**PAGE**.
From an external standpoint, the LG VR headset is something like a Vive mixed with PlayStation VR style ‘halo’ head-mount (which rests comfortably on your forehead), which also includes a very handy ‘flip-up’ functionality which we’d love to one day see on all VR headsets. When the visor is flipped down it can be slid into place closer to the eyes, allowing for a widely adjustable eye-relief.

The display enclosure is perhaps a bit less tall than the Vive’s, but seems a little longer as a result. At present prototype is not so much a step forward for VR ergonomics as much as it is a different (and arguably more comfortable) mounting option; weight and size wise, it’s doesn’t feel substantially different from the Vive. The LG VR headset prototype is for now relying on a separate pair of headphones, something we hope to see integrated by the time the consumer version rolls out.

**ENTRIES PROVIDED**.
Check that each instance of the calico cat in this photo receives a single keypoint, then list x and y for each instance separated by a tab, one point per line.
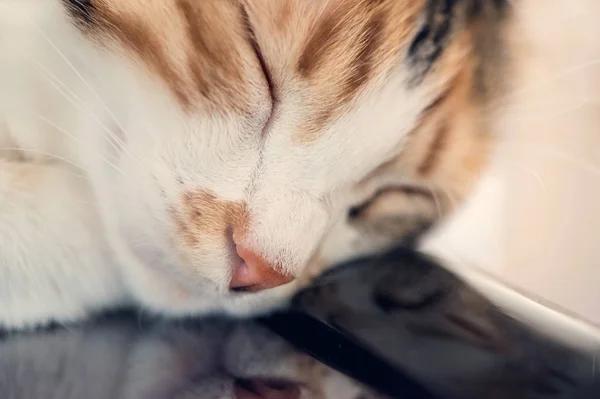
192	157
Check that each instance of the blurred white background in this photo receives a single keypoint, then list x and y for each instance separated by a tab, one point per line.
535	218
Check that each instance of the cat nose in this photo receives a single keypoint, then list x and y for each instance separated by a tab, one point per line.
255	274
264	389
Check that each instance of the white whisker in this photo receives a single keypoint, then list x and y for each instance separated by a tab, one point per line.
53	156
86	83
63	131
563	156
532	171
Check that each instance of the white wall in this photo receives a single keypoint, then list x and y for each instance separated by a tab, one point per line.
536	218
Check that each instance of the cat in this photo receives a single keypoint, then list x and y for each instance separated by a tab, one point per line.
120	359
196	157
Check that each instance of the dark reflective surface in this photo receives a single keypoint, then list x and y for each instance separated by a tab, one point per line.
397	322
122	358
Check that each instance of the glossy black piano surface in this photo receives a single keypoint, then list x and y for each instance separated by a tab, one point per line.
393	325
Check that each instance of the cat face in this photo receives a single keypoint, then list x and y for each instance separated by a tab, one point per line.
252	128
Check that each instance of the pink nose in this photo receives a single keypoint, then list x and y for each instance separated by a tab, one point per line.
255	274
264	389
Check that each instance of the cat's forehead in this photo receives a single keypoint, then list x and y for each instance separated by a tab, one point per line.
225	53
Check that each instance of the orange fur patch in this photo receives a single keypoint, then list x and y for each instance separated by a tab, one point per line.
204	219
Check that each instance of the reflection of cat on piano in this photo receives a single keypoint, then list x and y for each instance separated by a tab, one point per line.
215	360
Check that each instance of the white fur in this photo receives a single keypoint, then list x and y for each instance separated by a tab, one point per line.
90	229
83	219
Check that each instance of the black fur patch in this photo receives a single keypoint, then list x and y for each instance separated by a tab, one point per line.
81	10
441	19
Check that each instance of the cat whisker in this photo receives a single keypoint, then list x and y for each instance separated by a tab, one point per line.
530	170
47	154
563	156
507	99
88	86
63	131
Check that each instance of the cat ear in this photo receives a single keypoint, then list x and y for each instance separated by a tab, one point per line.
81	11
398	213
432	37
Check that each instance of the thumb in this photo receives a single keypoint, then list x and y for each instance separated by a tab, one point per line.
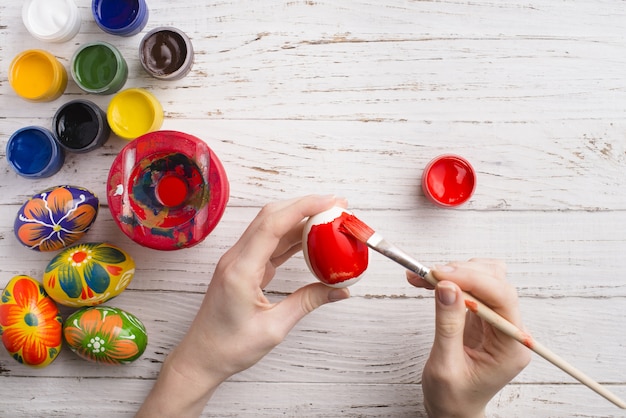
449	323
305	300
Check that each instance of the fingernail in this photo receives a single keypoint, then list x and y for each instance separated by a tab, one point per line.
447	268
446	293
338	294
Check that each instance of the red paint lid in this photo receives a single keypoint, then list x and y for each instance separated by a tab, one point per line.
449	180
167	190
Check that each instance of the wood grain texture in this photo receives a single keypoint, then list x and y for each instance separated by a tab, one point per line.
354	98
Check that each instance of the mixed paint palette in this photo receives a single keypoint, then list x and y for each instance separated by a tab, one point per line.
167	190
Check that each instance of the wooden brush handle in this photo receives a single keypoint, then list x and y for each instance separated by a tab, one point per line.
501	324
379	244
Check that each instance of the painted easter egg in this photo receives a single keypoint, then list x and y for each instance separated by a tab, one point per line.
88	274
337	259
30	323
107	335
55	218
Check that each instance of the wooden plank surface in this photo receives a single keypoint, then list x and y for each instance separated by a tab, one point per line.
354	98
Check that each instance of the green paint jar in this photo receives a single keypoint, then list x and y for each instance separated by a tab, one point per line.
99	68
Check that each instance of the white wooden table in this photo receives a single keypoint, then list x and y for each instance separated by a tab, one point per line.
354	98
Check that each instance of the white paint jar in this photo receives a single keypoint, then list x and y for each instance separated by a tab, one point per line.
51	20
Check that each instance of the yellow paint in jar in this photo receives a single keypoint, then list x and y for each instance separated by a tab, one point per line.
36	75
134	112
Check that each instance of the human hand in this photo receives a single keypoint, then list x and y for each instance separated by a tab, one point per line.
236	324
470	361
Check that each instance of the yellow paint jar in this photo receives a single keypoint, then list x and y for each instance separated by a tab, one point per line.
134	112
36	75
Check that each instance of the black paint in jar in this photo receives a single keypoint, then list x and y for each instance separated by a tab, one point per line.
80	126
166	53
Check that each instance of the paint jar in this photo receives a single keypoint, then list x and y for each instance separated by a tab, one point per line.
99	68
120	17
36	75
33	153
134	112
51	20
80	126
166	53
448	180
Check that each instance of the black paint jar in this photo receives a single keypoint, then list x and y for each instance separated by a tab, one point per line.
166	53
80	126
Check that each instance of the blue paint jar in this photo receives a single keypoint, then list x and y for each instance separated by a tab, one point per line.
120	17
33	152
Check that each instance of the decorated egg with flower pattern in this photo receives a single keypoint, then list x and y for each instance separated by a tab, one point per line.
88	274
55	218
30	323
104	334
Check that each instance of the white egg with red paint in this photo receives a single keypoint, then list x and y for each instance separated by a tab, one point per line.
334	256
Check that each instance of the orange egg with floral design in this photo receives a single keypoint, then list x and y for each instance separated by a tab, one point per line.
88	274
30	322
56	218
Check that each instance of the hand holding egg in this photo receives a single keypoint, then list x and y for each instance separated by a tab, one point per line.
335	258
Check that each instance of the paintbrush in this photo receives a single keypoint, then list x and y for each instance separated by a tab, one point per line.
359	230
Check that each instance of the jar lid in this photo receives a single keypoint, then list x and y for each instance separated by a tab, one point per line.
167	190
448	180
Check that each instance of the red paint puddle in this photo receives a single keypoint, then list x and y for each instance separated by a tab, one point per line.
334	256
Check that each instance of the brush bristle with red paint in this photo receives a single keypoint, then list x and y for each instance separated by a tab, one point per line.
353	226
357	228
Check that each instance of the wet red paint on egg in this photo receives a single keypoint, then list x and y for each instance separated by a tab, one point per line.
335	258
471	305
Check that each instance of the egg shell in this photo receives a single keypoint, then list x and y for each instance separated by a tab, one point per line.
105	335
88	274
30	322
55	218
335	258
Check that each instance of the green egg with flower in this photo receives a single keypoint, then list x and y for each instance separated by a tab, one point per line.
105	335
88	274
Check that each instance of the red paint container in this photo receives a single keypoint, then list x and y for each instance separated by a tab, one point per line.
449	180
167	190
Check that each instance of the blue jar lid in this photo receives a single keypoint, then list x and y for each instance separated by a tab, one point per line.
33	152
120	17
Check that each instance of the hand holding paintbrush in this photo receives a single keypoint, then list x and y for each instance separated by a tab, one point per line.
355	227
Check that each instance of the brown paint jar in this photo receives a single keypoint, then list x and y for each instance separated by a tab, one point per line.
166	53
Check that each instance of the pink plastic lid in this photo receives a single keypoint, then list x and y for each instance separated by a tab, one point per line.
167	190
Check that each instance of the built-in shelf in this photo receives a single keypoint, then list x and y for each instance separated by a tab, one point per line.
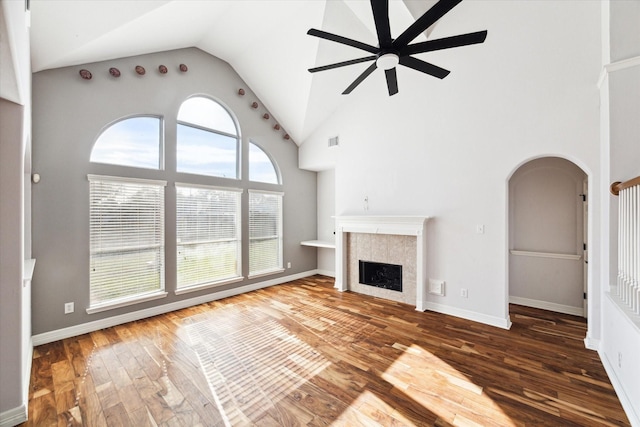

**CHALLENGE**. In the LG VR headset text, what does the prototype currently rely on for audio?

**CORRECT OUTPUT**. A separate pair of headphones.